In the stretch from the line containing "of the silver-green" through the line containing "[[426, 70]]", change "target phrase" to "reference phrase" and leave everything else as it is. Give back only those lines.

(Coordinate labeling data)

============================================================

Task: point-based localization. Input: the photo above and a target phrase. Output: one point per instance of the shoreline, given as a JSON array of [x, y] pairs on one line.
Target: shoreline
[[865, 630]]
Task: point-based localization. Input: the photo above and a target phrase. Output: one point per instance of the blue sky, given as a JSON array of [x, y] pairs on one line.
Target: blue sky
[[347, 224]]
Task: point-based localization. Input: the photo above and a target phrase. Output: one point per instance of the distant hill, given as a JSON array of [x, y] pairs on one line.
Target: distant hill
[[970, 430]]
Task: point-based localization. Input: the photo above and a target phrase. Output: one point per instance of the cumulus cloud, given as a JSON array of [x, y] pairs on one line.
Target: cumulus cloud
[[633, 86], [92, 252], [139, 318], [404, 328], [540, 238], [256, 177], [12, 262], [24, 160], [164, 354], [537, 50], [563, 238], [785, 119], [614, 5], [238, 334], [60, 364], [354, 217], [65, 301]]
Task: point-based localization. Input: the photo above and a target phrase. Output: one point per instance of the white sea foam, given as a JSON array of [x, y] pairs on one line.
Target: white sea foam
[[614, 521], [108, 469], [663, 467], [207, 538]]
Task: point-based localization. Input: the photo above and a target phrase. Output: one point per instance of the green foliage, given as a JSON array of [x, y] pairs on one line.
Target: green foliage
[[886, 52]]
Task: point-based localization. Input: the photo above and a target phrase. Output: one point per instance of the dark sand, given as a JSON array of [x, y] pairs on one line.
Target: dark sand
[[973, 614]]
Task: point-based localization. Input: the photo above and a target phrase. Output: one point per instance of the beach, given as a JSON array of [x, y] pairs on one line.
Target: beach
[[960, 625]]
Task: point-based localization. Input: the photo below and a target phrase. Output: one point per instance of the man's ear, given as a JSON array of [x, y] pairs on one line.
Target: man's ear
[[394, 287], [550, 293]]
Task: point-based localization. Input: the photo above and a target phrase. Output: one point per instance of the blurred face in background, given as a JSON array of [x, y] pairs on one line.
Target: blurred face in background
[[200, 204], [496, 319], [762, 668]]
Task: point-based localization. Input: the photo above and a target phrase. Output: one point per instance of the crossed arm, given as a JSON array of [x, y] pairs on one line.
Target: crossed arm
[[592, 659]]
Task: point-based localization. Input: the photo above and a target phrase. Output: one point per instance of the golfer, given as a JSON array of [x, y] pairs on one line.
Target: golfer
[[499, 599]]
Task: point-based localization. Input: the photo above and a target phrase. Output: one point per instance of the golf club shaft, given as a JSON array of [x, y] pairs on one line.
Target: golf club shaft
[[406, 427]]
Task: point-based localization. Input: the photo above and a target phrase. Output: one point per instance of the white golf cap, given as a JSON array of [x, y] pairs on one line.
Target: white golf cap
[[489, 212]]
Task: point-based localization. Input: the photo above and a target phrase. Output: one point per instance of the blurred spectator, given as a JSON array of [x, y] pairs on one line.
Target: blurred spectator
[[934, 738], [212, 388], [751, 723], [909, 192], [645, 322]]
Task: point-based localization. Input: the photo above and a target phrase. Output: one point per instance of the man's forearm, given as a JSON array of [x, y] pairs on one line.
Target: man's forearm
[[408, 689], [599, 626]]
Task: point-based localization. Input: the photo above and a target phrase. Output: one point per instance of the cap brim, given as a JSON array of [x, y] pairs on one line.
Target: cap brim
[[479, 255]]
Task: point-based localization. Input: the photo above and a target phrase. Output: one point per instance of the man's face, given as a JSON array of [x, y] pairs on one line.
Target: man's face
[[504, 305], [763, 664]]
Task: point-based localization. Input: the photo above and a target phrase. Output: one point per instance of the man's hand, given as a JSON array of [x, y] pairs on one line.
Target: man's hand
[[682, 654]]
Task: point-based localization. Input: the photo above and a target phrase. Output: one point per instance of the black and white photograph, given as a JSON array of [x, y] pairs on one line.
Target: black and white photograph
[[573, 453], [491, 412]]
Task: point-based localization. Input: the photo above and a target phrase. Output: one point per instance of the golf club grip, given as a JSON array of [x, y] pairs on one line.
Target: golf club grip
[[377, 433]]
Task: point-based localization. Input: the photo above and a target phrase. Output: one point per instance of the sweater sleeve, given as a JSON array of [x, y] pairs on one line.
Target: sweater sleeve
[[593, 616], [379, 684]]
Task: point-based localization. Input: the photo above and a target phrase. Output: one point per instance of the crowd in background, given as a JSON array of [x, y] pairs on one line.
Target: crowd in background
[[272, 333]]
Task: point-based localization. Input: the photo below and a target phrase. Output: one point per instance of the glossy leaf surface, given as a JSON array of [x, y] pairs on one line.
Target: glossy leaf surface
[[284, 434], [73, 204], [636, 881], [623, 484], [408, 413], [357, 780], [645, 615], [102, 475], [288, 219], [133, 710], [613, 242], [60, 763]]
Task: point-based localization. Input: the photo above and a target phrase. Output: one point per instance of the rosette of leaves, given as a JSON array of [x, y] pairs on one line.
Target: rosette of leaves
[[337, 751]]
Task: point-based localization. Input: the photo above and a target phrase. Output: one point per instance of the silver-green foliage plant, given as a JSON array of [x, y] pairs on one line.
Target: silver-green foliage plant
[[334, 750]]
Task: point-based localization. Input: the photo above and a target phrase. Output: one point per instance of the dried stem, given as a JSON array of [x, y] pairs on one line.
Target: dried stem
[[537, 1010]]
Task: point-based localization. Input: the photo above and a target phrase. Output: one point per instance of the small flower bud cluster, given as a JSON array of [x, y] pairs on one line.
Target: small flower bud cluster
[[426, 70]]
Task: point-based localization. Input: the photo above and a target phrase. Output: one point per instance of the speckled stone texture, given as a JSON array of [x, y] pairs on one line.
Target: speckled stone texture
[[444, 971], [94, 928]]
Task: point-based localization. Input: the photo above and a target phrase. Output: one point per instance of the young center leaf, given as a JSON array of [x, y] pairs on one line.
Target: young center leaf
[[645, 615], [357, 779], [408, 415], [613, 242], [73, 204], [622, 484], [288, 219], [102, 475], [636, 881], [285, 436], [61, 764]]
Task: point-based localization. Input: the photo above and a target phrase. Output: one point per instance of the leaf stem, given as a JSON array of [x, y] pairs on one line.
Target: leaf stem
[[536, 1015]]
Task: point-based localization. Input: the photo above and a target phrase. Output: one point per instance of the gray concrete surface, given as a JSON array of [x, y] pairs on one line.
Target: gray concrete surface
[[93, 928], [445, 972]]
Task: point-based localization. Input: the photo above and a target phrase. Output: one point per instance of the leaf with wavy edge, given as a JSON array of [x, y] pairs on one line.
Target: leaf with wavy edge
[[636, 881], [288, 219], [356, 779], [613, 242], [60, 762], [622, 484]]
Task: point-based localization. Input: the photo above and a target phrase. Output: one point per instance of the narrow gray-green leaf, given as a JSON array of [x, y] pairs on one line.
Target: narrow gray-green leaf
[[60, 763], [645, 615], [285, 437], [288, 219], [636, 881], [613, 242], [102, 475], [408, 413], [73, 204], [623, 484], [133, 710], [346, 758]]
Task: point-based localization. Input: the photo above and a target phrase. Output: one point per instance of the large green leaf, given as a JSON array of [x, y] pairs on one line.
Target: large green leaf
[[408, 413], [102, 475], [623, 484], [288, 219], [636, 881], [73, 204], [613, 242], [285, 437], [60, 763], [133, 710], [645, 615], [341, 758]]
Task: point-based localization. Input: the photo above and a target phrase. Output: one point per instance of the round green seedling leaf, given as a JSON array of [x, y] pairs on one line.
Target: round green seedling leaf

============================================================

◆ **Completed task**
Task: point-based localization. Input: the photo above and a reference phrase. Output: one point per instance of the silver-green foliage plant, given as a JSON array of [x, y] pairs on one line.
Target: silver-green foliage plant
[[334, 750]]
Task: point-based localization. Input: the photo above and a reference phrase. Output: one point per instance of the dried stem, given as a JSON array of [x, y] pairs on one line.
Target: dried stem
[[537, 1010]]
Task: point-based localization. Input: the photo above and a reference phrase. Output: one point per instance of the small flower bud cluster, given as a JSON array of [x, y] pairs on one line.
Target: small flower bud cluster
[[426, 70]]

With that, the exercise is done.